» **PASAJE**:
- - -

Hablando y obrando de esta manera, Sócrates hacía más justos a sus seguidores.
Vaya hablar ahora de cómo hacía más eficientes a sus seguidores. Convencido de que el dominio de sí mismo es bueno para quien se dispone a llevar a cabo una acción hermosa, en primer lugar se mostraba ante sus discípulos como el hombre más disciplinado del mundo, y, en segundo lugar, en sus conversaciones dirigía ante todo a sus amigos hacia el dominio de sí mismos. Por ello pasaba el tiempo recordando todo lo que es útil para la virtud y se lo hacía recordar a todos sus compañeros. Sé que una vez tuvo la siguiente conversación con Eutidemo acerca del dominio de sí mismo:
- Dime, Eutidemo, ¿crees que la libertad es un bien hermoso y magnífico para un hombre y para una ciudad?
- Como ningún otro puede serlo.
-¿Y crees que es libre un individuo dominado por las pasiones del cuerpo, que le incapacitan para obrar bien?
- En absoluto, dijo.
- ¿Te parece tal vez libertad el obrar bien, y crees que es propio de esclavos tener quienes impidan obrar de esa manera?
- Totalmente, dijo.
- ¿Te parece entonces que los que no se dominan no son libres en absoluto?
- Sí, naturalmente, ¡por Zeus!
- ¿Tú crees que los intemperantes no sólo se ven impedidos de realizar acciones hermosas, sino que además se sienten obligados a cometer las más vergonzosas?
- Es que yo creo que se ven más obligados a éstas que a impedir aquéllas.
- ¿Y qué clase de amos crees tú que son los que impiden lo mejor y obligan a hacer lo peor?
- Son lo peor que se pueda decir, ¡por Zeus!
- ¿Cuál crees que es la peor esclavitud?
- La que somete al servicio de los peores amos.
- ¿Entonces los intemperantes sufren la peor esclavitud?
- Yo sí lo creo.
- Y si la sabiduría es el bien mayor. ¿no crees que la intemperancia humana les priva de ella y los lanza al extremo contrario? ¿O no te parece que impide al hombre prestar atención al estudio de los conocimientos útiles, arrastrándolo a las pasiones, y a menudo, aun sabiendo distinguir lo bueno y lo malo, les perturba para que haga lo peor, en vez de elegir lo mejor?
- Así ocurre.

- - -

» **TAREA 1**:
Responde brevemente a estas preguntas sobre el pasaje:
(a) ¿Con quién tuvo Sócrates la conversación sobre el dominio de sí mismo?
(b) ¿Cómo se mostraba Sócrates ante sus discípulos en primer lugar?
(c) Según Eutidemo, ¿cuál es la peor esclavitud?
» **TAREA 2**:
Resume en forma de lista el párrafo del pasaje que comienza con «Vaya hablar ahora», conservando sus datos principales.
» **TAREA 3**:
Indica si cada afirmación concuerda con el pasaje y cita las palabras exactas que lo deciden.
(a) Sócrates hacía que sus compañeros recordaran lo que es útil para la virtud.
(b) Eutidemo cree que un individuo dominado por las pasiones del cuerpo es libre.
(c) Eutidemo considera que los intemperantes sufren la peor esclavitud.

- - -

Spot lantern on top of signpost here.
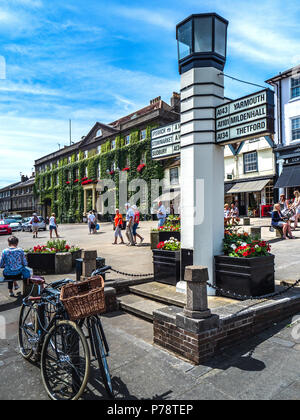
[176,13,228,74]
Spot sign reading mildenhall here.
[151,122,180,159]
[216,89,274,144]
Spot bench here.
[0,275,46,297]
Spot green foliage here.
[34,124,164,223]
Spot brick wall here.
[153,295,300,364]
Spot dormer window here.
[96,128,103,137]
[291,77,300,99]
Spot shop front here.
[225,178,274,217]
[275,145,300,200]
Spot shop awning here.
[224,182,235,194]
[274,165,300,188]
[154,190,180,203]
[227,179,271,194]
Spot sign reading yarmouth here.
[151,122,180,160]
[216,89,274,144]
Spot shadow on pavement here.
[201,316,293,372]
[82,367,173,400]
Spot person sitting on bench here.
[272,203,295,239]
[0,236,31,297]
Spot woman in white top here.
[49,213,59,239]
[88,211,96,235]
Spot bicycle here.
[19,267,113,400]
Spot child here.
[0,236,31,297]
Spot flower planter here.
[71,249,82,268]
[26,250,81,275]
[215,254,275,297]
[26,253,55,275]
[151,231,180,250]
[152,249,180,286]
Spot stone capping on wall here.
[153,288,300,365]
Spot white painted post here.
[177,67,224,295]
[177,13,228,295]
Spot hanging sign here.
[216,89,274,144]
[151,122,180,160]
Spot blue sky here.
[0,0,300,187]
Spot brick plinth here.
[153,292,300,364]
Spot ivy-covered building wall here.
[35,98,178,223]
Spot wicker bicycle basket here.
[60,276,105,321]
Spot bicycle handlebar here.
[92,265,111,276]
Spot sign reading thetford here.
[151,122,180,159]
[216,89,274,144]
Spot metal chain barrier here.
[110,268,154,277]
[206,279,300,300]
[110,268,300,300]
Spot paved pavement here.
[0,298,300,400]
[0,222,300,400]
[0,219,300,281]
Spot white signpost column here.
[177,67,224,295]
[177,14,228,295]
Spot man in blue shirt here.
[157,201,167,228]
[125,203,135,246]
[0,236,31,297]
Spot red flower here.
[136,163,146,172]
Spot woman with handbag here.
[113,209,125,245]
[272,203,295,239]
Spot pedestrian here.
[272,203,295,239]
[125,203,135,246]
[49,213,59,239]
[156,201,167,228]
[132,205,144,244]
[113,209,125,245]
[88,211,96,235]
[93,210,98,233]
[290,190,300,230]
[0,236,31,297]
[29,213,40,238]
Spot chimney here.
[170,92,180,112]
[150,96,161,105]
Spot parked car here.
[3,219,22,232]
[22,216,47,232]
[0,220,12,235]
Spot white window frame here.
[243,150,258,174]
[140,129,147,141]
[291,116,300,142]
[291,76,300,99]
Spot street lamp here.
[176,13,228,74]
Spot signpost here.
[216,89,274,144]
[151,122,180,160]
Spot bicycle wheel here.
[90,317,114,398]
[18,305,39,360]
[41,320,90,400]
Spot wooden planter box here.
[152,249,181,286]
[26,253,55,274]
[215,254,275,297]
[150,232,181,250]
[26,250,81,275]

- - -

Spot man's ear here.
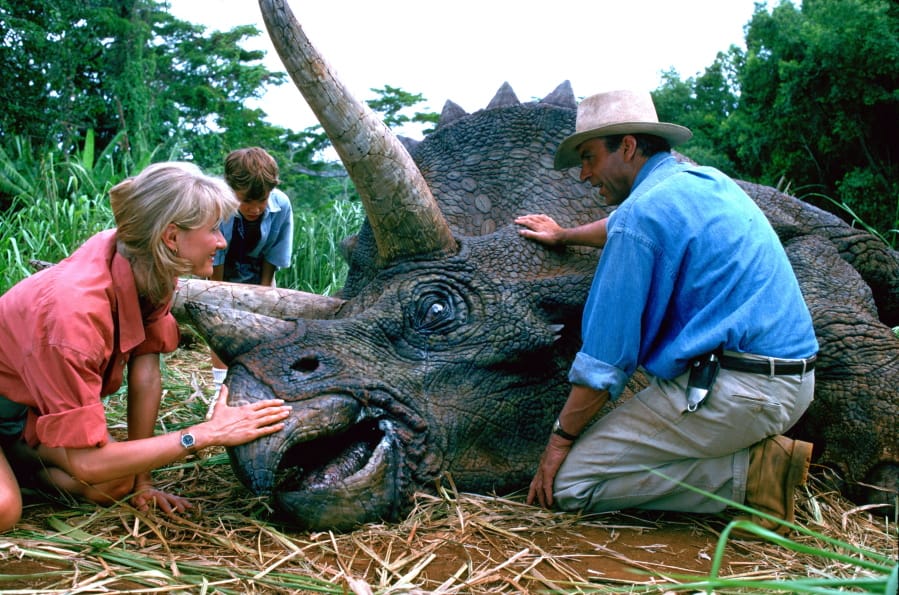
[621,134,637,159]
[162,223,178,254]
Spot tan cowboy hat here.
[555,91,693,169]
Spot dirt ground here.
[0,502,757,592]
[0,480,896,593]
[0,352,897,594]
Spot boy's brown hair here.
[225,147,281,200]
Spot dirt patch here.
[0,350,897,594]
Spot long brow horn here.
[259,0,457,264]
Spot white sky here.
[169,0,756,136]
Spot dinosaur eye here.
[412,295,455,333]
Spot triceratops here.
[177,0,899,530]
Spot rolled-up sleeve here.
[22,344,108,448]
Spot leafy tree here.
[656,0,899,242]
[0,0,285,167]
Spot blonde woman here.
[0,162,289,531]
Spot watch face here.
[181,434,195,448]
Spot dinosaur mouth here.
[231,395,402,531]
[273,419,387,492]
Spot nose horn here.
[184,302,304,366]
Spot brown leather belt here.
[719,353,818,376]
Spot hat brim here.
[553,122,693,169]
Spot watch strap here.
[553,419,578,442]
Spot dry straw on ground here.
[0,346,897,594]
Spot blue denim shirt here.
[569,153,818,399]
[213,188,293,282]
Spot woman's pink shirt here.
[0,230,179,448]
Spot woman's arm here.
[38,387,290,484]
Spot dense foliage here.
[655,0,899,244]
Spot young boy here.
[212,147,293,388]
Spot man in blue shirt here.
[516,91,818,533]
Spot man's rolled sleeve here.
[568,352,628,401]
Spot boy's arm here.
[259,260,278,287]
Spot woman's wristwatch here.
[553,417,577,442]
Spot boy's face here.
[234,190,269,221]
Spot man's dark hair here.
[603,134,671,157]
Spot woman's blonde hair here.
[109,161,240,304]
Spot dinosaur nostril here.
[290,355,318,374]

- - -

» **RESULTADO 1**:
(a) Con Eutidemo.
(b) Como el hombre más disciplinado del mundo.
(c) La que somete al servicio de los peores amos.

» **RESULTADO 2**:
- Sócrates estaba convencido de que el dominio de sí mismo es bueno para quien va a realizar una acción hermosa.
- Ante sus discípulos se mostraba como el hombre más disciplinado del mundo.
- En sus conversaciones orientaba a sus amigos hacia el dominio de sí mismos.
- Pasaba el tiempo recordando lo útil para la virtud y se lo hacía recordar a sus compañeros.
- Una vez habló con Eutidemo sobre el dominio de sí mismo.

» **RESULTADO 3**:
(a) Sí: «se lo hacía recordar a todos sus compañeros».
(b) No: «En absoluto, dijo».
(c) Sí: «Yo sí lo creo».